A report released last week by the Congressional Research Service (CRS) examines the Health Insurance Exchanges under the Affordable Care Act (ACA). The CRS report outlines the required minimum functions of exchanges, and explains how exchanges are expected to be established and administered under ACA. The coverage offered through exchanges is discussed, and the report concludes with a discussion of how exchanges will interact with selected other ACA provisions.
A report recently published by Price Waterhouse Cooper (PWC) examines states' progress on exchange establishment. The report found that the country, on the whole, is lagging. Only 13 states have decided to create exchanges, while eight have indicated that they will let the federal government take control of exchange establishment. The majority, the report says, are still undecided, and have until November 15 to make a final decision. The PWC report also details typical exchange participants. On average, they are 33 years old, unlikely to have a college degree, and under 200 percent of the federal poverty limit.
The White House recently released a memo detailing health plan competition and choices anticipated to be available under the Affordable Care Act's (ACA) health insurance Exchanges. According to the memo, 75% of states with federally-facilitated insurance markets will have at least one new insurance carrier enter their market. The White House memo also reported that 90% of target enrollees will be able to select plans offered by a minimum of five insurance companies. These findings were compared to the current individual insurance market, where two or fewer insurance companies control the market in most states. The memo confirms that state-specific rates will not be released for federally-facilitated Exchanges until September.

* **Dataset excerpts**
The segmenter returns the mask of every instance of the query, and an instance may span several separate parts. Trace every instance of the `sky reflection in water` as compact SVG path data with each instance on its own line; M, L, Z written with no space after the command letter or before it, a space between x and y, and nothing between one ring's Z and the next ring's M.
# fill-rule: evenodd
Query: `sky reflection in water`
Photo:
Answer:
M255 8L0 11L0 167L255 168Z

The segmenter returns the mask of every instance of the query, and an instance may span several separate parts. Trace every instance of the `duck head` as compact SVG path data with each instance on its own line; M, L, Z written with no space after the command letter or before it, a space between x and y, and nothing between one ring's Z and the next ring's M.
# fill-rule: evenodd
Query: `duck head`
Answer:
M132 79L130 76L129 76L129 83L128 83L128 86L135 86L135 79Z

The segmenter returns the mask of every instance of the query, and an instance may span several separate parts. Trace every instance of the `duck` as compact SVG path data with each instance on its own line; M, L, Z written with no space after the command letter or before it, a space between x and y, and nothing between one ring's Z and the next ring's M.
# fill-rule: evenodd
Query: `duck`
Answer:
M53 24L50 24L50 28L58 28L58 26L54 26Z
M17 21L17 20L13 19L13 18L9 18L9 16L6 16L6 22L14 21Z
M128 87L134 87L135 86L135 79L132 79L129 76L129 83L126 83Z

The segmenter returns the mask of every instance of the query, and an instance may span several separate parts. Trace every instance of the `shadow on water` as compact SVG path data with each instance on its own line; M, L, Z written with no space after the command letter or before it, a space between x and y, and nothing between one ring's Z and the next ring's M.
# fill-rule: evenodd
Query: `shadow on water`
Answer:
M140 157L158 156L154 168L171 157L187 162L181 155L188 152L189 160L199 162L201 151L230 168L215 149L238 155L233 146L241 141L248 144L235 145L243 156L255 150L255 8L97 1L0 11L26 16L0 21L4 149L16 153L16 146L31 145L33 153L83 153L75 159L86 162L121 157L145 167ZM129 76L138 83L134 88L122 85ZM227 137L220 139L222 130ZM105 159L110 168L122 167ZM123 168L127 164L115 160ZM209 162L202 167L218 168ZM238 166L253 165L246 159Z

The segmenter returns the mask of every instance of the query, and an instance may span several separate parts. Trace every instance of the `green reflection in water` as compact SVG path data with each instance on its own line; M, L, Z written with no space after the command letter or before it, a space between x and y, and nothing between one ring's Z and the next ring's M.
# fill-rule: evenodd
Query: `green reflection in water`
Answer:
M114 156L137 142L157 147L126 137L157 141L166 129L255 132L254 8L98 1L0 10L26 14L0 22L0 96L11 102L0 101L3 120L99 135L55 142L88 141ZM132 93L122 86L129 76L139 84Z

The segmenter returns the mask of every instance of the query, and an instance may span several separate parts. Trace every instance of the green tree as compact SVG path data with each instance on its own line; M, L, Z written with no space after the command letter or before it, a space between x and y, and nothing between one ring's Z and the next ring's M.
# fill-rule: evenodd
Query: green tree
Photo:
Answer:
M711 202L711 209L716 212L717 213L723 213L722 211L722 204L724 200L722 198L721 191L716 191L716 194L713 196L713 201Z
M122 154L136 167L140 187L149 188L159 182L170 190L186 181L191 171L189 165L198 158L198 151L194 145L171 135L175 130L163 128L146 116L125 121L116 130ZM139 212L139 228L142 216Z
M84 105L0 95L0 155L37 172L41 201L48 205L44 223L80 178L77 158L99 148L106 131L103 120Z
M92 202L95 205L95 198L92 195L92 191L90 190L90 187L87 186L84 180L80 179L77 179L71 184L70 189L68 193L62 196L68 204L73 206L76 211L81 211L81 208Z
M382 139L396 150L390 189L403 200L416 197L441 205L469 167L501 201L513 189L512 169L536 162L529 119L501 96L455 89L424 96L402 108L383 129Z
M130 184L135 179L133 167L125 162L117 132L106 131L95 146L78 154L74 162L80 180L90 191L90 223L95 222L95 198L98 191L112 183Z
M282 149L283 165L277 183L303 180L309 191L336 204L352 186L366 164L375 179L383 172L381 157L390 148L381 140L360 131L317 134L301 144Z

* **Complete the following**
**1)** Condense the paragraph of the health insurance exchange text beginning "A report recently published by Price Waterhouse Cooper" into a short bulleted list that keeps its main facts.
**2)** Write out the stretch of the health insurance exchange text from "A report released" through "other ACA provisions.", word for word.

* **Solutions to the problems**
**1)**
- A Price Waterhouse Cooper (PWC) report examines states' progress on setting up exchanges and finds the country lagging overall.
- Only 13 states have decided to create exchanges. Eight will let the federal government take over establishment.
- Most states are still undecided and have until November 15 to make a final decision.
- Typical exchange participants average 33 years old, are unlikely to have a college degree, and are under 200 percent of the federal poverty limit.

**2)**
A report released last week by the Congressional Research Service (CRS) examines the Health Insurance Exchanges under the Affordable Care Act (ACA). The CRS report outlines the required minimum functions of exchanges, and explains how exchanges are expected to be established and administered under ACA. The coverage offered through exchanges is discussed, and the report concludes with a discussion of how exchanges will interact with selected other ACA provisions.